# THE EXERCISE
Copy all the records below, requests included, and shift each bounding-box coordinate in the answers up by 133 without changing any number in the requests or format samples. Leave the pictures out.

.....

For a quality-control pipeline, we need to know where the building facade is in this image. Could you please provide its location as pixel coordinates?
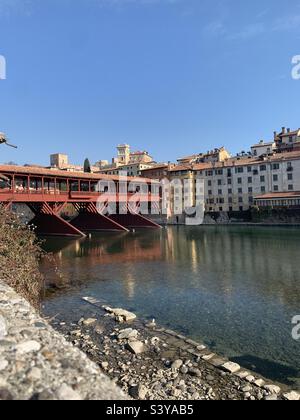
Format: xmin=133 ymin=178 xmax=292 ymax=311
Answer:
xmin=169 ymin=129 xmax=300 ymax=216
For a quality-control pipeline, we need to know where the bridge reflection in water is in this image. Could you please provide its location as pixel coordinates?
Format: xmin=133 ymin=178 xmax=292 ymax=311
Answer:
xmin=41 ymin=226 xmax=300 ymax=386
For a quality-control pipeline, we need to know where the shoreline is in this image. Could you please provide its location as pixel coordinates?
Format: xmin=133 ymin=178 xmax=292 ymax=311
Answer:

.....

# WRITTEN ANSWER
For a quality-control pipeline, we need to know where the building facade is in this image. Could you please provide its location as pixel coordinates?
Format: xmin=133 ymin=178 xmax=292 ymax=311
Answer:
xmin=302 ymin=262 xmax=433 ymax=349
For a quality-control pipeline, we need to know where the bridge reflection in water is in this image. Could you please provide its location as pixel coordinates?
Format: xmin=133 ymin=178 xmax=292 ymax=311
Answer:
xmin=174 ymin=359 xmax=433 ymax=519
For a quality-control pipeline, we need to know where the shoreline is in this image. Could you please provide its location as pixel coordinates?
Format: xmin=133 ymin=178 xmax=292 ymax=311
Answer:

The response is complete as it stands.